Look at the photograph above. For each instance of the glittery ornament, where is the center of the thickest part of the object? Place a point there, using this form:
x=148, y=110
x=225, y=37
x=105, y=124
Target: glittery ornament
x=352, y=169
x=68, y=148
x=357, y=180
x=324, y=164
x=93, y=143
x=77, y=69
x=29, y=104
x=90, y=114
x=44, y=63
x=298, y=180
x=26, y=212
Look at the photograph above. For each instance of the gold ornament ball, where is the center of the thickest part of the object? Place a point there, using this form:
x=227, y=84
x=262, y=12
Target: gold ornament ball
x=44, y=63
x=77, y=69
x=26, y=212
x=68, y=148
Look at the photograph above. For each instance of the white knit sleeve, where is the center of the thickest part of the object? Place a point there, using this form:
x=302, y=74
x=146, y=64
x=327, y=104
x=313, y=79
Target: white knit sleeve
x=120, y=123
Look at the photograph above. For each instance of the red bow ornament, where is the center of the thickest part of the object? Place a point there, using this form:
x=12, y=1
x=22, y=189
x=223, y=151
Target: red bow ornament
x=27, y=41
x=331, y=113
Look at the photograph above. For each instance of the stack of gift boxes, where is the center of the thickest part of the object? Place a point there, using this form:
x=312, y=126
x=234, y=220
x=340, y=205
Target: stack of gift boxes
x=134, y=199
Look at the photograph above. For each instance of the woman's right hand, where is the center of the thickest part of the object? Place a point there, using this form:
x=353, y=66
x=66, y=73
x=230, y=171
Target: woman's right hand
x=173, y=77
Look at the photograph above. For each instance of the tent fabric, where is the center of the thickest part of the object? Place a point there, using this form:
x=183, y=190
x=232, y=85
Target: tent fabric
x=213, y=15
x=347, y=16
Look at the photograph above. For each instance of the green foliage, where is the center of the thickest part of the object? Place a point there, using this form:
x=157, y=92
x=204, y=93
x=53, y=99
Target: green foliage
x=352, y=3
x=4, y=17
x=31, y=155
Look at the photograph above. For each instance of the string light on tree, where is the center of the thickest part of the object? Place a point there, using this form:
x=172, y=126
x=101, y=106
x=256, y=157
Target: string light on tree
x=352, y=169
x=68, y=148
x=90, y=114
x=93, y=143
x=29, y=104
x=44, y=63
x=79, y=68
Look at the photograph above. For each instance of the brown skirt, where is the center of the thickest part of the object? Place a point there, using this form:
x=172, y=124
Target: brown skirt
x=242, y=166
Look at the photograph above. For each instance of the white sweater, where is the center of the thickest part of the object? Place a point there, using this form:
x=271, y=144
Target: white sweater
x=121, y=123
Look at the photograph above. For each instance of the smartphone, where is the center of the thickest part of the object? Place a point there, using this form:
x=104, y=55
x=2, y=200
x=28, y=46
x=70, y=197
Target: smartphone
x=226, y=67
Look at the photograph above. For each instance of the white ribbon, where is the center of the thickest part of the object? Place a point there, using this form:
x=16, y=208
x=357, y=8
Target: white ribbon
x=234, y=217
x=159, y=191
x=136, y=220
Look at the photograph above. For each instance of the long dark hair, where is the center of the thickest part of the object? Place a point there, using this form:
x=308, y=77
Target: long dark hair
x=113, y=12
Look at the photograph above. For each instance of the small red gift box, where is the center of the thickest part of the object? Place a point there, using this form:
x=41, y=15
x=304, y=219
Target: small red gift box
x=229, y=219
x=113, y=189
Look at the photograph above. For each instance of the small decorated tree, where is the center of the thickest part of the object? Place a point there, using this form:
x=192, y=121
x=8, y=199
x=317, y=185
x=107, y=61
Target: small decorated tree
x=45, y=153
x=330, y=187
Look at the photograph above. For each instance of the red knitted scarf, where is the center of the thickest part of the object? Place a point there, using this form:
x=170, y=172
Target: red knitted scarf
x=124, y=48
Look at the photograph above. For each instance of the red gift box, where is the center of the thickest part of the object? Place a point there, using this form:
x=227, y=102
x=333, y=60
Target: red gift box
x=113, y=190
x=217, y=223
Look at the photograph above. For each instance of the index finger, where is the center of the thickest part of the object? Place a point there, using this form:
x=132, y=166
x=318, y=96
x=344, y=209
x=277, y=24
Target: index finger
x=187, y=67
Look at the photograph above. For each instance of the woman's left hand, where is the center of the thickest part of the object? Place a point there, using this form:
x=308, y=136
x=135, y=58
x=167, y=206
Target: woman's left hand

────────────────

• [Problem details] Please set out as a Markdown table the lines starting with the one containing "the woman's left" and going on through the last line of the records, using a Row column for the line number and a Line column for the text, with blank lines left out.

• [Exercise result]
| Row | Line |
|---|---|
| 1 | Look at the photograph above. For each instance of the woman's left hand, where is the center of the thickest part of the object? Place a point there, using this form: |
| 2 | x=308, y=136 |
| 3 | x=135, y=58 |
| 4 | x=167, y=206 |
| 5 | Target: woman's left hand |